WHAT YOU ARE ASKED TO DO
Show every line of the data that includes the word "hair".

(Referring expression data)
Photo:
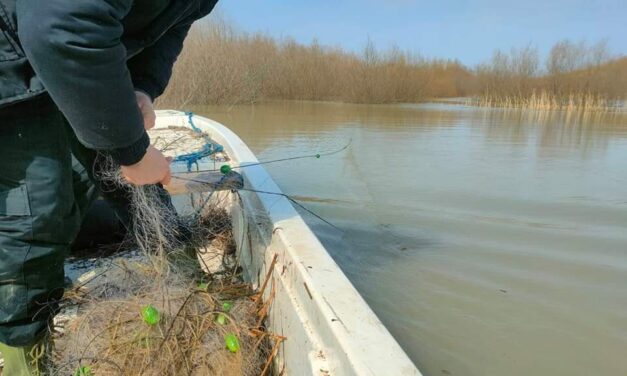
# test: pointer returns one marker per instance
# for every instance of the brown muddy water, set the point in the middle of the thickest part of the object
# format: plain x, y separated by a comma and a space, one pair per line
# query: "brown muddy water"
489, 241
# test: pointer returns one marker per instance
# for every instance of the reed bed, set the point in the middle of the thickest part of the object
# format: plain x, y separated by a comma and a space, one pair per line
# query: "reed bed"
221, 65
224, 66
587, 102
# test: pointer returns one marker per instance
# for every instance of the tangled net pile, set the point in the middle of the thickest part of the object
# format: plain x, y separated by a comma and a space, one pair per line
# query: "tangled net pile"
154, 311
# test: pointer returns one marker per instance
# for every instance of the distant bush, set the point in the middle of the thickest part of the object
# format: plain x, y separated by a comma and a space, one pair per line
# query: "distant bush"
221, 65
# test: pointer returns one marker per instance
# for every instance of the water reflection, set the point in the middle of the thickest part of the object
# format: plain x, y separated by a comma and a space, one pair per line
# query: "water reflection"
490, 242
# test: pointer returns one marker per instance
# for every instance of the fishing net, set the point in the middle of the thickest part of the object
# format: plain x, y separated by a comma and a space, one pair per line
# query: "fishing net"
170, 299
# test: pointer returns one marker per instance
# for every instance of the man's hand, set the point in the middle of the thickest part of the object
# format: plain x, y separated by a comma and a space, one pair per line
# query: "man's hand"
153, 168
148, 111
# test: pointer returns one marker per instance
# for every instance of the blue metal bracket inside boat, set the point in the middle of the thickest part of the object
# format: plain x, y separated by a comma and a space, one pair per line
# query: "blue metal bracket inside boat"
208, 148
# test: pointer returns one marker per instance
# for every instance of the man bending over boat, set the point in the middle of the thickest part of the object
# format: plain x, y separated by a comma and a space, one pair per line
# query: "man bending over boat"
77, 80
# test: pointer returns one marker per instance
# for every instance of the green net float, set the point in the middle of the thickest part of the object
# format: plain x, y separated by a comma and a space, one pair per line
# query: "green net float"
221, 319
226, 306
83, 371
150, 315
232, 343
225, 169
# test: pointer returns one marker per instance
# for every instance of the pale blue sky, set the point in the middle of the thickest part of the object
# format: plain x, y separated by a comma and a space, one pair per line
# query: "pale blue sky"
465, 29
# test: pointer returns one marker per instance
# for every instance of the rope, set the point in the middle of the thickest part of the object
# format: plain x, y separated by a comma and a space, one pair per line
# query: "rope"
208, 149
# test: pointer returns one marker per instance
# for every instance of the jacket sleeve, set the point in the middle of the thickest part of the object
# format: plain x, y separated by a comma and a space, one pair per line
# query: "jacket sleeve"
152, 68
75, 49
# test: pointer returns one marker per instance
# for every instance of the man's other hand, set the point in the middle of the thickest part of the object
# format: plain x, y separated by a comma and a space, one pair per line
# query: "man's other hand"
153, 168
148, 111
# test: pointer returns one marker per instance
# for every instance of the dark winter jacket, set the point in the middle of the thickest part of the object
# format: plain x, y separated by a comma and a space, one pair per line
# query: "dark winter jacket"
90, 56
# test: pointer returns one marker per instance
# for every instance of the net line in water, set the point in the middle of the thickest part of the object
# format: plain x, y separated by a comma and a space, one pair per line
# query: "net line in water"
153, 310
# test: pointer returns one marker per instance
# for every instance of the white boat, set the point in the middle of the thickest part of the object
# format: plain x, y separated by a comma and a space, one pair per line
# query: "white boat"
330, 329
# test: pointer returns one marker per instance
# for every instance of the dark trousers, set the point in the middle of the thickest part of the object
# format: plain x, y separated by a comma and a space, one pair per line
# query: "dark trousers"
45, 190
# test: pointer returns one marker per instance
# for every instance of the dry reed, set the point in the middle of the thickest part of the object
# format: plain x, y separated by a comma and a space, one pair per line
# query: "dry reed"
222, 65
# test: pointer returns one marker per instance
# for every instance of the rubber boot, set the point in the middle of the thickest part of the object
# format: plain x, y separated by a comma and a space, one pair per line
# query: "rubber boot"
24, 361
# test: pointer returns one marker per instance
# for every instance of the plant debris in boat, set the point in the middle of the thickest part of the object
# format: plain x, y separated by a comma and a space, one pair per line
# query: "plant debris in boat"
152, 310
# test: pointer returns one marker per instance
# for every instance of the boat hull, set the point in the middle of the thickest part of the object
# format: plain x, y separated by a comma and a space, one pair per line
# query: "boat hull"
330, 329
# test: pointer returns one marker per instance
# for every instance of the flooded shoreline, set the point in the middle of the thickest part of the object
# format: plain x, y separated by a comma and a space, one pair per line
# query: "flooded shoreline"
489, 241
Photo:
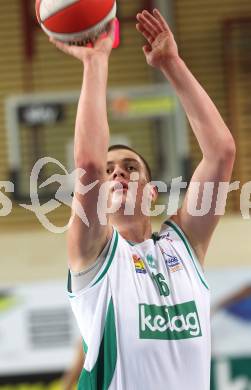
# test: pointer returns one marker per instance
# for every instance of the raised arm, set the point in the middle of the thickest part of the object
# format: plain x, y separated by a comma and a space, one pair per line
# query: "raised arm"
215, 140
87, 239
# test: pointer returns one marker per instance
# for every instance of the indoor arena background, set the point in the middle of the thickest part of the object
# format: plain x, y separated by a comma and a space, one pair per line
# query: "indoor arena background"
39, 87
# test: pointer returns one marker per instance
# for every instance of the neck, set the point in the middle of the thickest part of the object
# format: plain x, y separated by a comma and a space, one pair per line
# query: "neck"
131, 228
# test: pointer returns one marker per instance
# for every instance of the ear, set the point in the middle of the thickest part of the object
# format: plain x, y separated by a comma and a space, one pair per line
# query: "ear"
154, 193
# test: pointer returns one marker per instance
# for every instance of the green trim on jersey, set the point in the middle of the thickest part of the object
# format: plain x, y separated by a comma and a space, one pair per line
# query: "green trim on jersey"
111, 254
196, 263
109, 262
100, 377
85, 346
69, 287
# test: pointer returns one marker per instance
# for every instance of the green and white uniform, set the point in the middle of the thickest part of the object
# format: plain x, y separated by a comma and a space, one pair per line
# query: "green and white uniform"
145, 317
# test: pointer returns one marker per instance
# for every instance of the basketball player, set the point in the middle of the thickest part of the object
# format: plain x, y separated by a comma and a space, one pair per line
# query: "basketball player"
141, 301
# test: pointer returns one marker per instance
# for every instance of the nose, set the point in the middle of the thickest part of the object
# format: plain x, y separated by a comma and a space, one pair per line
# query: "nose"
118, 172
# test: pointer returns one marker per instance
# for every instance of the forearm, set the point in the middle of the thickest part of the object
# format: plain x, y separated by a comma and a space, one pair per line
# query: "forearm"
208, 126
91, 130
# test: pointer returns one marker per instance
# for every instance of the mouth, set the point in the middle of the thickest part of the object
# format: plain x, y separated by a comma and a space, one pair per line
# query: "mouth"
120, 186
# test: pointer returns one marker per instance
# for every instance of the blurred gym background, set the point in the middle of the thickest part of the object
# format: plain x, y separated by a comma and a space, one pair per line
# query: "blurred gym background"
39, 88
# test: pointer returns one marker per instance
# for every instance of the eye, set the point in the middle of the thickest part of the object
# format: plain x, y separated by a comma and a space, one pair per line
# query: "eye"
131, 168
108, 171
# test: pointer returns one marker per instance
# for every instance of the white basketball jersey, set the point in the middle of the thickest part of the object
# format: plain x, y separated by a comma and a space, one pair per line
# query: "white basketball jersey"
145, 317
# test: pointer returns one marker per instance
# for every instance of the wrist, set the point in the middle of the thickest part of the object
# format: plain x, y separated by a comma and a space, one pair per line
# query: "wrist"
169, 65
95, 59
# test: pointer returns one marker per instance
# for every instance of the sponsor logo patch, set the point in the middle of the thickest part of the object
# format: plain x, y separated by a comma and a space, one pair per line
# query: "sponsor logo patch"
176, 322
139, 264
173, 263
151, 261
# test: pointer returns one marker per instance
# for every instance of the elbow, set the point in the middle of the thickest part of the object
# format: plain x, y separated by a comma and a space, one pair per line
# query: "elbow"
228, 151
91, 167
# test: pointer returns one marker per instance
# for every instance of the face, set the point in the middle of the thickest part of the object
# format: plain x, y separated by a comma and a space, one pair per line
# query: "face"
128, 177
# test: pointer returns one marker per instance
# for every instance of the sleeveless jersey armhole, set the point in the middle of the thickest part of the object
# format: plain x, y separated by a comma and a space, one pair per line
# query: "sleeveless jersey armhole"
190, 251
108, 252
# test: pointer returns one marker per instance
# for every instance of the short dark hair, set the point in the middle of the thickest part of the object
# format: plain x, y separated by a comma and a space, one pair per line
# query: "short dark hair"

ANSWER TO THE PROBLEM
# for every instance of the short dark hair, set the point in the middle of the thickest part of the object
# query: "short dark hair"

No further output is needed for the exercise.